[Problem description] Below is some data. Retype exactly the lines starting at the one with "Task: locate the black glass" and ending at the one with "Task: locate the small".

+ + + + + + +

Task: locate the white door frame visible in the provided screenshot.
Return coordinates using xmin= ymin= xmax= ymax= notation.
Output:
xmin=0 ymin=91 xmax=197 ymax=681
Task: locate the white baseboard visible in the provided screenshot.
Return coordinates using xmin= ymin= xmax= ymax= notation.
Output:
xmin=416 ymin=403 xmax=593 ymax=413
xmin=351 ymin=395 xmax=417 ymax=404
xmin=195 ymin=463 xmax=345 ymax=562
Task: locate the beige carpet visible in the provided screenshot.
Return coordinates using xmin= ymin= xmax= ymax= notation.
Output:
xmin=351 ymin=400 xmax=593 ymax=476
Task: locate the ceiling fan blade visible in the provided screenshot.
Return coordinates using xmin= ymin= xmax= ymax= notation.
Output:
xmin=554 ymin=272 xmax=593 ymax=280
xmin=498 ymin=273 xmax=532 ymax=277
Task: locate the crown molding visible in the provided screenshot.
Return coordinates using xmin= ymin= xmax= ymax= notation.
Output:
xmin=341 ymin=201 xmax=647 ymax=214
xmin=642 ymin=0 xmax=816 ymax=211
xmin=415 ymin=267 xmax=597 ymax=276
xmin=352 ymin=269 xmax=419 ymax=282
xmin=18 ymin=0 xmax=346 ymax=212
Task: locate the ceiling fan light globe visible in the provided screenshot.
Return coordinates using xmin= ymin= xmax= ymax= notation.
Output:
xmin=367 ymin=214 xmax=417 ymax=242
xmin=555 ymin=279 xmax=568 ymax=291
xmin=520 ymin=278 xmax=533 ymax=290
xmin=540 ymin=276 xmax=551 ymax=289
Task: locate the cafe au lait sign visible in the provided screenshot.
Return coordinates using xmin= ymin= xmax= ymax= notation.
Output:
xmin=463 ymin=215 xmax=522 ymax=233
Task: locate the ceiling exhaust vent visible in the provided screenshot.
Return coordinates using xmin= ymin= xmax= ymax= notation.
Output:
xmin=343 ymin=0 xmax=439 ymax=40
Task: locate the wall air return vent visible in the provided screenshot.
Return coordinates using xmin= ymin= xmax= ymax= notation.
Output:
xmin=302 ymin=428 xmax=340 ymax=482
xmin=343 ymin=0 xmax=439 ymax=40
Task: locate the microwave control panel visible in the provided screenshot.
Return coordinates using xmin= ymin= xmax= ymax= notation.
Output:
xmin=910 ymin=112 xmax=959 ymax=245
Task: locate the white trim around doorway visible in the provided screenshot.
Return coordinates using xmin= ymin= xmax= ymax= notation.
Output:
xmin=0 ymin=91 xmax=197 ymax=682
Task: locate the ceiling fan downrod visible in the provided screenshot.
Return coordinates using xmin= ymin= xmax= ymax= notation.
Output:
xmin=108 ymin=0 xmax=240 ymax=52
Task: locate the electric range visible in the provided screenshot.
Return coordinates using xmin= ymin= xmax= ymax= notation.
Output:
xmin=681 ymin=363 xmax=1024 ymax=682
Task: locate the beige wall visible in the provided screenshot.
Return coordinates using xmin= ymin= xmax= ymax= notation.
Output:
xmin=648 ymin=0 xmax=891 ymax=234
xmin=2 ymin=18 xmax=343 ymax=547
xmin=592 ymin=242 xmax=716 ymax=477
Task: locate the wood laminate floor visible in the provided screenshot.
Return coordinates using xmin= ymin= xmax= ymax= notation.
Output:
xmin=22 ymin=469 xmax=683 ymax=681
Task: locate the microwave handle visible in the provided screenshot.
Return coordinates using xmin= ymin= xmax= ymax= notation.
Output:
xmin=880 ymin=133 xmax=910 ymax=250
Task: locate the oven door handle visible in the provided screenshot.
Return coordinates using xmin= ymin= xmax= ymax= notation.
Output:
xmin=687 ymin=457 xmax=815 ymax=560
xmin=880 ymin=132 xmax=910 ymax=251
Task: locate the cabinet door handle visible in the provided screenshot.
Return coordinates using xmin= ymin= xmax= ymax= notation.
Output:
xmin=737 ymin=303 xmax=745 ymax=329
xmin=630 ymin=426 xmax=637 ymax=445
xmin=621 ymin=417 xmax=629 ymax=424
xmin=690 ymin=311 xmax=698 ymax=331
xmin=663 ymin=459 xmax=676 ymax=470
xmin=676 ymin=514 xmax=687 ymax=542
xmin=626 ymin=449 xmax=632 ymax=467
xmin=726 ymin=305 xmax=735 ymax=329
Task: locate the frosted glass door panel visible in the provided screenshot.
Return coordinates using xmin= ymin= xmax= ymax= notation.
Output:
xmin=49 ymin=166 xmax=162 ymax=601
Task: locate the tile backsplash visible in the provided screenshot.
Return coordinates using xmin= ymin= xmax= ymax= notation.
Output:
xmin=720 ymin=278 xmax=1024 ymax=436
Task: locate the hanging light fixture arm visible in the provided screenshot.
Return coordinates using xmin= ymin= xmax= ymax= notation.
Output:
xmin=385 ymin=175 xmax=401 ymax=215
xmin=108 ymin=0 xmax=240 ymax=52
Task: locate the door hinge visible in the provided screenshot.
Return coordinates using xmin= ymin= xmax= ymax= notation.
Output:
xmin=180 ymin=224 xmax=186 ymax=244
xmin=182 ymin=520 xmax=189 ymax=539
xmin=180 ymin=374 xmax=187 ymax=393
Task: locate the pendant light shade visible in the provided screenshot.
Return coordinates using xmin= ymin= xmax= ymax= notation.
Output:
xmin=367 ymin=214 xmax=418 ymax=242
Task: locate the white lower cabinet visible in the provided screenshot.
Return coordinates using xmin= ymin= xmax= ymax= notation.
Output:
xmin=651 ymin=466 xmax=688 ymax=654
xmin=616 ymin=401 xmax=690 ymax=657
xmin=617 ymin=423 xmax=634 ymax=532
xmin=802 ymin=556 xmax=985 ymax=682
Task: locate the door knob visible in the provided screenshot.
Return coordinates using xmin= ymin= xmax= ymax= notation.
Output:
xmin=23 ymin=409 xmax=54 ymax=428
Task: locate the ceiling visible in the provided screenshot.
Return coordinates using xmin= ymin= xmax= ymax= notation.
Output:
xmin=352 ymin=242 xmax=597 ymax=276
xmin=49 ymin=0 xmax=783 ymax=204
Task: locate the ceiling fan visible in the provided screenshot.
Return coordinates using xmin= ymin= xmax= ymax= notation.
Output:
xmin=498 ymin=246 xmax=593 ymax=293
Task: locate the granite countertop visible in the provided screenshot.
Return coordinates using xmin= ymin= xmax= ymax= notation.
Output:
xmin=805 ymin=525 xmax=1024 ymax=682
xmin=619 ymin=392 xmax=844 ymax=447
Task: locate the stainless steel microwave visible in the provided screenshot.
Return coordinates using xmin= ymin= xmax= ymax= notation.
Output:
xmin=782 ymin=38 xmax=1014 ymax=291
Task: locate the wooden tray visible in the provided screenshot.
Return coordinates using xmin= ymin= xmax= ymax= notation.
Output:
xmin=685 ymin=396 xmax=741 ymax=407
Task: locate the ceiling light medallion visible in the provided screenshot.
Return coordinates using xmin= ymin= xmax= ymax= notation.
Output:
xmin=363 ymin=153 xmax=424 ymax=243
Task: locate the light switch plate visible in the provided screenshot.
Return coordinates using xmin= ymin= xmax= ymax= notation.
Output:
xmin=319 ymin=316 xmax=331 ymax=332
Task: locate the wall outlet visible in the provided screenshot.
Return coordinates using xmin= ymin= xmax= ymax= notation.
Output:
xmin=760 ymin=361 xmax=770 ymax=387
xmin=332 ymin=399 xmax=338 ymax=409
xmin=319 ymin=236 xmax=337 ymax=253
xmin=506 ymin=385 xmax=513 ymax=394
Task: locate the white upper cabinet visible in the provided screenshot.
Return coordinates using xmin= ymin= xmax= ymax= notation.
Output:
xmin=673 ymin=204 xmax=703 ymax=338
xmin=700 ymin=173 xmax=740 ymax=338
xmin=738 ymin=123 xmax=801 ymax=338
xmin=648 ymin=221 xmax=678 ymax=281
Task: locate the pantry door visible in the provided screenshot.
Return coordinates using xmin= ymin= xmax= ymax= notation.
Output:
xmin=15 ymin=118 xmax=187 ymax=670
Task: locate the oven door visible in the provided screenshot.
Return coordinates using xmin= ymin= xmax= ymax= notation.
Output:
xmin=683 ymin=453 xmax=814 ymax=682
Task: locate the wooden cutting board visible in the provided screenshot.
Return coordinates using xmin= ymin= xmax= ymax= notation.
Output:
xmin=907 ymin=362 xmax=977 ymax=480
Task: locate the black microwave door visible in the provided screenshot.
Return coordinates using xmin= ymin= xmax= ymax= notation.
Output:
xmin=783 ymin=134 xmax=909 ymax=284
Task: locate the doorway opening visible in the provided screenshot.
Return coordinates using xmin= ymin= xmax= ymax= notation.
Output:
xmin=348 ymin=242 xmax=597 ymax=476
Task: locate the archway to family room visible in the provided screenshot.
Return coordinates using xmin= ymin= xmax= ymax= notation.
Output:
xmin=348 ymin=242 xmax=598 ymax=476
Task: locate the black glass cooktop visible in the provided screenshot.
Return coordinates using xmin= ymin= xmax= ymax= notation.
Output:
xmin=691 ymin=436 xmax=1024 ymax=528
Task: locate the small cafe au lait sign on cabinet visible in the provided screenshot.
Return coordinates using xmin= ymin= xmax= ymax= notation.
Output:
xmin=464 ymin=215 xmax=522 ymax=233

+ + + + + + +

[Exercise output]
Task: locate the black glass cooktop visible in the provided screenshot.
Return coordinates using xmin= ymin= xmax= ymax= notation.
Output:
xmin=691 ymin=436 xmax=1024 ymax=528
Task: locate the small cafe au lait sign on cabinet visible in the provided screenshot.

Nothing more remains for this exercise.